• Exercise brief:
Can you reproduce the portion of the pipeline lawsuit article below word for word, starting at the words "Texas Three-Step" and stopping after "citing insufficient demand."?

• Source:

::::::::

Texas Three-Step
On Wednesday, a Texas judge allowed the lawsuit by Energy Transfer Partners (NYSE: ETP) alleging breach of oral agreement by Enterprise Products Partners (NYSE: EPD) to proceed to a jury trial next month. In a terse ruling, Dallas County District Judge Emily Tobolowsky rejected Enterprise’s motions for summary judgment and partial summary judgment, opining that they “lack merit.”
The dispute dates back to an ill-fated 2011 plan by the parties to collaborate on an oil pipeline between the glutted Cushing, Oklahoma hub and Houston-area refineries. The maybe-partners signed a joint venture agreement specifically allowing each to back out of the project, and then got busy signing up customers for the venture before Enterprise pulled the plug, citing insufficient demand.
Enterprise then partnered with Canada’s Enbridge (NYSE: ENB) to reverse the flow of their jointly-owned Seaway Pipeline along the same route, and is now working to double that route’s capacity. Energy Transfer sued the next day, claiming $1 billion in damages. It claims that Enbridge interfered with its business and that Enterprise went back on an oral commitment binding under Texas partnership law no matter what written agreements might state and regardless of common industry practices.

::::::::

• Extracted data:
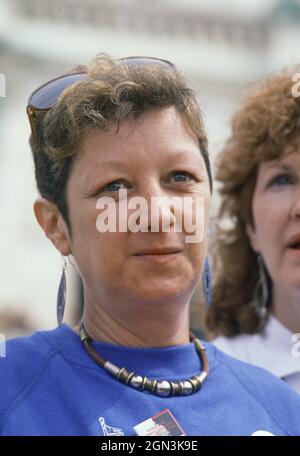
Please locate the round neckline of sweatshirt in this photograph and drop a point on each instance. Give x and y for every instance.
(175, 362)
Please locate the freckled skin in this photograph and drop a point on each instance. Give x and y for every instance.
(127, 300)
(276, 214)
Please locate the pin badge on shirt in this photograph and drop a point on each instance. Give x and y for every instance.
(163, 423)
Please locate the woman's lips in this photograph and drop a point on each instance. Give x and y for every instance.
(159, 257)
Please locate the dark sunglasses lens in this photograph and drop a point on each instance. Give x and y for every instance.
(46, 96)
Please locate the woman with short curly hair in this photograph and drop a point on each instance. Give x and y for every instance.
(256, 296)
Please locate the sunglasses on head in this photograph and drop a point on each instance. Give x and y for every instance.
(46, 96)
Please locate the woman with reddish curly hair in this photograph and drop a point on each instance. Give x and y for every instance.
(256, 296)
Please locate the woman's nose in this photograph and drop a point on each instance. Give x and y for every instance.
(295, 210)
(158, 211)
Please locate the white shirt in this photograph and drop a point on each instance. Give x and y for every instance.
(275, 349)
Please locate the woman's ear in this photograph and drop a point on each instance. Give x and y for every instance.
(253, 238)
(53, 225)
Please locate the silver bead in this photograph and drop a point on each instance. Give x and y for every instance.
(202, 377)
(112, 368)
(163, 388)
(187, 388)
(136, 381)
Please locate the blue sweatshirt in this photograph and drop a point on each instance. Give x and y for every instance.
(50, 386)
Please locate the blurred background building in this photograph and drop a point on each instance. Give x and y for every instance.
(221, 45)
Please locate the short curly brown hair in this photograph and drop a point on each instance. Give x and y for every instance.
(264, 128)
(113, 91)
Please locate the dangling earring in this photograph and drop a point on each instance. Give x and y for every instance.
(61, 295)
(261, 291)
(206, 280)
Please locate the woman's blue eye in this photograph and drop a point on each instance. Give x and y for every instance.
(282, 179)
(114, 186)
(183, 176)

::::::::

• In response:
Texas Three-Step
On Wednesday, a Texas judge allowed the lawsuit by Energy Transfer Partners (NYSE: ETP) alleging breach of oral agreement by Enterprise Products Partners (NYSE: EPD) to proceed to a jury trial next month. In a terse ruling, Dallas County District Judge Emily Tobolowsky rejected Enterprise’s motions for summary judgment and partial summary judgment, opining that they “lack merit.”
The dispute dates back to an ill-fated 2011 plan by the parties to collaborate on an oil pipeline between the glutted Cushing, Oklahoma hub and Houston-area refineries. The maybe-partners signed a joint venture agreement specifically allowing each to back out of the project, and then got busy signing up customers for the venture before Enterprise pulled the plug, citing insufficient demand.